[Begin DATASET EXTRACT]

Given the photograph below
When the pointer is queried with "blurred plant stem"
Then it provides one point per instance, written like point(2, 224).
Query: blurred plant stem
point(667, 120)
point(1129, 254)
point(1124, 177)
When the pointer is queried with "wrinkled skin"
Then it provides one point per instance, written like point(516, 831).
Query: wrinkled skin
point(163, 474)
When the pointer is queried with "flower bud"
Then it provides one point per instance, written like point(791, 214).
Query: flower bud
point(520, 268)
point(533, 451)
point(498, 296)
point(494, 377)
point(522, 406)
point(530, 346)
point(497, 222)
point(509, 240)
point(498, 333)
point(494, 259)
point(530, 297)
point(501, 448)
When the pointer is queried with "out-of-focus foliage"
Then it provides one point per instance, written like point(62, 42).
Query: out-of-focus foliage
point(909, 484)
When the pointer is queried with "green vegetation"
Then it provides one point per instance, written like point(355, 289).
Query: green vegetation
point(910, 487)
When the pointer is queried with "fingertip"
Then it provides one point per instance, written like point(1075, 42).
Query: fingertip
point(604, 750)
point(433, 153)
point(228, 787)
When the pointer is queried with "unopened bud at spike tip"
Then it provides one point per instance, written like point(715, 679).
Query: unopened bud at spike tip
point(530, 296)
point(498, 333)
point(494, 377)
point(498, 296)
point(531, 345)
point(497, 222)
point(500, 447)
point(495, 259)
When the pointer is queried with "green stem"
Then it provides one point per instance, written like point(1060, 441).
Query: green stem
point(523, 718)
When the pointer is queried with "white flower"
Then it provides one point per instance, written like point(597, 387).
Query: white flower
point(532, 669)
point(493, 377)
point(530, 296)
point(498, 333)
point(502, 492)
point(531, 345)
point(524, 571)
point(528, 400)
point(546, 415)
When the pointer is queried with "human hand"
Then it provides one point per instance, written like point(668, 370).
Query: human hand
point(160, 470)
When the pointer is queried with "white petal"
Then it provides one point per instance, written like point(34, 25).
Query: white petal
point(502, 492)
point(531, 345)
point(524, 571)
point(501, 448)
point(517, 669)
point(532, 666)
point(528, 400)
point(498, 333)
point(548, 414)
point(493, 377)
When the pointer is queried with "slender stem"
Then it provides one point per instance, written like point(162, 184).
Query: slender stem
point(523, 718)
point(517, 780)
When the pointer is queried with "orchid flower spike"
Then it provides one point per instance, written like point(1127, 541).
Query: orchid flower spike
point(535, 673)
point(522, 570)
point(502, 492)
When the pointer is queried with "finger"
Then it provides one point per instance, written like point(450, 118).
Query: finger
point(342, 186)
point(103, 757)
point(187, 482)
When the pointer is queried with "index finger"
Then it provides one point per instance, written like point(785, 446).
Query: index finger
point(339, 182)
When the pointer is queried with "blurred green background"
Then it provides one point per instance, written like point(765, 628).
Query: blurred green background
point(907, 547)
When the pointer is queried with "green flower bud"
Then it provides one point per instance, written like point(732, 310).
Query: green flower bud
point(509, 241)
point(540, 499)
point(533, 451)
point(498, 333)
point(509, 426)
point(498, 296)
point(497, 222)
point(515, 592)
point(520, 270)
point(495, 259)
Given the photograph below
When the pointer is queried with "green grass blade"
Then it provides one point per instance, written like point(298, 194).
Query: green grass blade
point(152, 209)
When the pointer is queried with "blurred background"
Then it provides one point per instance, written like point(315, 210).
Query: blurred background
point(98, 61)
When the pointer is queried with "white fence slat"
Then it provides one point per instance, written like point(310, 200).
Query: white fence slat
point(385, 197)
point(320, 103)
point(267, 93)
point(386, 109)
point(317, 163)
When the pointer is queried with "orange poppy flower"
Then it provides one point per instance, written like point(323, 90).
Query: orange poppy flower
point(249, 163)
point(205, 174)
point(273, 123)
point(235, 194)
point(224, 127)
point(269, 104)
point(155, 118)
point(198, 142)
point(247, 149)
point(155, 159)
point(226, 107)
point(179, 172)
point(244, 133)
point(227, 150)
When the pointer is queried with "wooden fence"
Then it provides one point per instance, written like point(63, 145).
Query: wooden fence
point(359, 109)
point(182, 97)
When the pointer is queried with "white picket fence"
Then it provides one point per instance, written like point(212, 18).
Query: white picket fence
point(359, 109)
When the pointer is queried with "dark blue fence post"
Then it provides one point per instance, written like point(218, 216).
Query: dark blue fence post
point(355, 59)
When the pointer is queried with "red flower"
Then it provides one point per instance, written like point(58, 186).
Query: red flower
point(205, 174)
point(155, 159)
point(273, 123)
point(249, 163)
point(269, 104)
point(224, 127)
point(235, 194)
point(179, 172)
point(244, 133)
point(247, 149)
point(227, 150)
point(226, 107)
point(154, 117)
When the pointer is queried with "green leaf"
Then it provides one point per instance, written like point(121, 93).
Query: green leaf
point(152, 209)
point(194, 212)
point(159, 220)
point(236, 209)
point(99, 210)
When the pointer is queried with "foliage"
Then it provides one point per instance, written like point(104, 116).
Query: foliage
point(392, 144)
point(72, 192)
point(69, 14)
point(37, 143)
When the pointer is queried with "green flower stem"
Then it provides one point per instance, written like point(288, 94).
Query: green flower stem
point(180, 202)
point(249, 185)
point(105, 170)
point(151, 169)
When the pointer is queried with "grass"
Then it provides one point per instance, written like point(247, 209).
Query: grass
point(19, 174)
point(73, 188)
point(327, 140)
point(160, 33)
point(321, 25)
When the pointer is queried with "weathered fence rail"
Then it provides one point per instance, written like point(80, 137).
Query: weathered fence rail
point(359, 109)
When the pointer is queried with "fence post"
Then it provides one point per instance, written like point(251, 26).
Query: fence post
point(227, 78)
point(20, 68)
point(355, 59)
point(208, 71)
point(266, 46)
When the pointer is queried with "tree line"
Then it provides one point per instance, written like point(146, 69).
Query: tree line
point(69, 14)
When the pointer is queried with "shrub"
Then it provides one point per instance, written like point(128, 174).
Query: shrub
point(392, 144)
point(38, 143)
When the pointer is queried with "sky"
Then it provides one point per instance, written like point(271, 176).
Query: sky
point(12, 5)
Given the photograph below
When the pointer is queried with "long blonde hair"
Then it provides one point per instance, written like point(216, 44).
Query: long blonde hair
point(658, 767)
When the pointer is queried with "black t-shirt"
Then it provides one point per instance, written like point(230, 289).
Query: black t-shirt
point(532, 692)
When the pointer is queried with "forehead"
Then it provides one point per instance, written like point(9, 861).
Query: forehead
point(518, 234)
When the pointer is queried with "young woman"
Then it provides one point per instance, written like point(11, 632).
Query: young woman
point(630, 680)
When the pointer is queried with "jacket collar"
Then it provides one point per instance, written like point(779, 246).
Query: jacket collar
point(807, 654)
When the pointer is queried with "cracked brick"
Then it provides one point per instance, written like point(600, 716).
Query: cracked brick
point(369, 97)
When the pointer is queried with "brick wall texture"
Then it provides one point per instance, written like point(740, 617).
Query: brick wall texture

[End DATASET EXTRACT]

Retype all the records, matching them exactly.

▸ RESULT OF THIS TASK
Given the photograph below
When the pointer is queried with "blurred plant stem"
Then it provides one point per instance, written like point(2, 224).
Query: blurred plant stem
point(667, 120)
point(1129, 254)
point(1124, 177)
When the pointer is queried with "wrinkled skin"
Then it provides one point per instance, written like point(516, 831).
Query: wrinkled skin
point(163, 474)
When the pointer is queried with "flower bud"
Then it provides one point per instance, written like point(791, 214).
Query: flower bud
point(520, 268)
point(533, 451)
point(498, 296)
point(494, 377)
point(522, 406)
point(530, 346)
point(497, 222)
point(509, 240)
point(498, 333)
point(494, 259)
point(530, 297)
point(501, 448)
When the pointer is queried with "out-of-focus foliage"
Then it provides one point per instance, written like point(62, 42).
Query: out-of-focus foliage
point(909, 484)
When the pointer is queried with "green vegetation"
Then it provides one point per instance, written like point(355, 289).
Query: green vegetation
point(910, 487)
When the pointer is queried with "fingertip"
Then it provides one point per instance, written like point(1075, 42).
Query: fingertip
point(604, 750)
point(433, 153)
point(228, 787)
When the pointer is queried with "unopened bud at spike tip"
Then it provides one point per instance, written like point(715, 679).
Query: unopened bud at spike tip
point(530, 296)
point(498, 333)
point(494, 377)
point(498, 296)
point(531, 345)
point(497, 222)
point(500, 447)
point(495, 259)
When the pointer is queried with "green stem"
Then it provides one point per instance, written like point(1060, 441).
Query: green stem
point(523, 718)
When the pointer is queried with "white flower"
Then it provides one point per instance, written like point(597, 387).
Query: white flower
point(532, 669)
point(493, 377)
point(530, 296)
point(498, 333)
point(502, 492)
point(531, 345)
point(524, 571)
point(528, 400)
point(546, 415)
When the pointer is queried with "human hand"
Then it provides one point per instance, written like point(668, 370).
Query: human hand
point(160, 470)
When the pointer is queried with "white petal"
Then it provides one point per instance, written like point(34, 25).
Query: white petal
point(502, 492)
point(531, 345)
point(524, 571)
point(501, 448)
point(517, 669)
point(532, 666)
point(528, 400)
point(498, 333)
point(548, 414)
point(493, 377)
When the pointer is queried with "slender stem"
Then it provides one point per instance, written like point(162, 184).
Query: slender stem
point(523, 718)
point(517, 780)
When the pointer is queried with "orchid flower spike"
Then it provides one point per instance, written like point(1127, 541).
Query: orchid flower spike
point(535, 673)
point(522, 570)
point(502, 492)
When the pointer is queried with "finger"
Then it provides one point per instance, written like point(450, 118).
Query: finger
point(342, 186)
point(103, 757)
point(187, 482)
When the pointer is queried with "index finger"
Then it provides one point per instance, written like point(785, 446).
Query: index finger
point(339, 182)
When the pointer is queried with "blurred green background"
Then it provides one point per instance, written like point(765, 628).
Query: blurred green background
point(907, 547)
When the pointer is queried with "green flower bud"
Then it provides one point per instance, written like point(732, 310).
Query: green flower bud
point(509, 241)
point(540, 499)
point(533, 451)
point(498, 333)
point(509, 426)
point(498, 296)
point(497, 222)
point(515, 592)
point(520, 270)
point(495, 259)
Given the photograph below
When the pointer is queried with "green grass blade"
Then it provides one point per instance, written like point(298, 194).
Query: green grass blade
point(152, 209)
When the pointer is queried with "blurred background"
Then it provides one point per instance, written like point(315, 210).
Query: blurred background
point(98, 61)
When the pointer is queried with "white fence slat"
Then it provides one point per instance, written like point(310, 200).
Query: white fence slat
point(385, 197)
point(320, 103)
point(267, 93)
point(386, 109)
point(317, 163)
When the pointer is queried with "orange poppy flower"
Then it provides one point per instance, written like point(323, 90).
Query: orange poppy flower
point(249, 163)
point(205, 174)
point(273, 123)
point(235, 194)
point(224, 127)
point(269, 104)
point(155, 118)
point(198, 142)
point(247, 149)
point(155, 159)
point(226, 107)
point(179, 172)
point(244, 133)
point(227, 150)
When the pointer is queried with "wooden fence"
Then it provides one point per instance, written like point(63, 145).
Query: wooden fence
point(359, 109)
point(182, 97)
When the pointer is queried with "white picket fence"
Then it provides one point per instance, written like point(212, 18).
Query: white picket fence
point(359, 109)
When the pointer is queried with "dark blue fence post"
Then it provides one point per instance, written like point(218, 216).
Query: dark blue fence post
point(355, 59)
When the pointer is queried with "red flower"
Then it provides one point per instance, written like point(58, 186).
Query: red flower
point(205, 174)
point(155, 159)
point(273, 123)
point(249, 163)
point(269, 104)
point(224, 127)
point(235, 194)
point(179, 172)
point(244, 133)
point(247, 149)
point(227, 150)
point(226, 107)
point(154, 117)
When the pointer is queried with "green leaf"
Then it provides one point per instance, written like point(121, 93).
Query: green leaf
point(152, 209)
point(194, 212)
point(159, 220)
point(236, 209)
point(99, 210)
When the pointer is queried with "foliage"
Then it provides one point per instance, written like point(104, 116).
Query: foliage
point(392, 144)
point(72, 192)
point(69, 14)
point(37, 143)
When the pointer is queried with "green flower stem"
Then it provides one point per instance, written like point(288, 94).
Query: green flower stem
point(180, 202)
point(249, 185)
point(105, 170)
point(151, 169)
When the pointer is queried with "grass"
Then it provides one point per instance, written like point(247, 209).
Query: grass
point(19, 174)
point(73, 188)
point(327, 140)
point(160, 33)
point(321, 25)
When the pointer is queried with "weathered fence rail"
Then it provides one point per instance, written like point(80, 137).
Query: weathered fence rail
point(359, 109)
When the pointer is queried with "fence post"
Then it provides one point per instance, written like point(251, 26).
Query: fence post
point(227, 78)
point(20, 68)
point(355, 59)
point(208, 71)
point(266, 46)
When the pointer is queried with "tree line"
Then it provides one point per instance, written like point(146, 69).
Query: tree line
point(69, 14)
When the pointer is queried with "shrub"
Then it provides one point per instance, written like point(128, 174).
Query: shrub
point(392, 144)
point(38, 143)
When the pointer is queried with "sky"
Then it provides one point per instance, written like point(271, 176).
Query: sky
point(12, 5)
Given the photograph below
When the pointer is queried with "long blonde hair"
Then it provides one point per instance, written like point(216, 44).
Query: long blonde hair
point(658, 767)
When the pointer is queried with "black t-shirt"
Then it provides one point per instance, written like point(230, 289).
Query: black t-shirt
point(532, 692)
When the pointer is queried with "forehead"
Then it provides one point per instance, written like point(9, 861).
Query: forehead
point(518, 234)
When the pointer is queried with "young woman"
Then it provides one point per instance, written like point(11, 632).
Query: young woman
point(630, 680)
When the pointer is queried with "jacket collar"
Then it provides one point per instance, written like point(779, 246).
Query: jacket collar
point(807, 654)
When the pointer is queried with "cracked brick"
Then it provides one point per instance, written like point(600, 716).
Query: cracked brick
point(369, 97)
When the pointer is queried with "brick wall texture"
Then it provides one point per instance, written like point(740, 617).
Query: brick wall texture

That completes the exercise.